=== What you should do ===
Copy the text of the records below word for word, leaving out the pictures.

=== Available records ===
-- START --
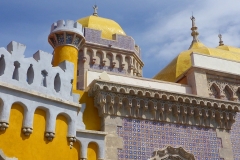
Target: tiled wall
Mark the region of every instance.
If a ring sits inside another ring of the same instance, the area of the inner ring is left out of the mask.
[[[117,133],[124,141],[123,149],[118,150],[119,160],[147,160],[154,150],[169,145],[183,147],[193,153],[196,160],[221,160],[218,150],[222,143],[214,129],[124,119]]]
[[[240,114],[236,115],[236,122],[232,126],[231,141],[234,160],[240,160]]]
-- END --
=== Solution ===
Target: tiled wall
Mark the region of every instance.
If a ring sits inside another ring of the same instance, the area of the inner ring is left out of the mask.
[[[117,133],[124,141],[123,149],[118,150],[119,160],[147,160],[154,150],[169,145],[183,147],[193,153],[196,160],[221,160],[218,150],[222,143],[214,129],[124,119]]]
[[[240,114],[236,115],[236,122],[232,126],[231,141],[234,160],[240,160]]]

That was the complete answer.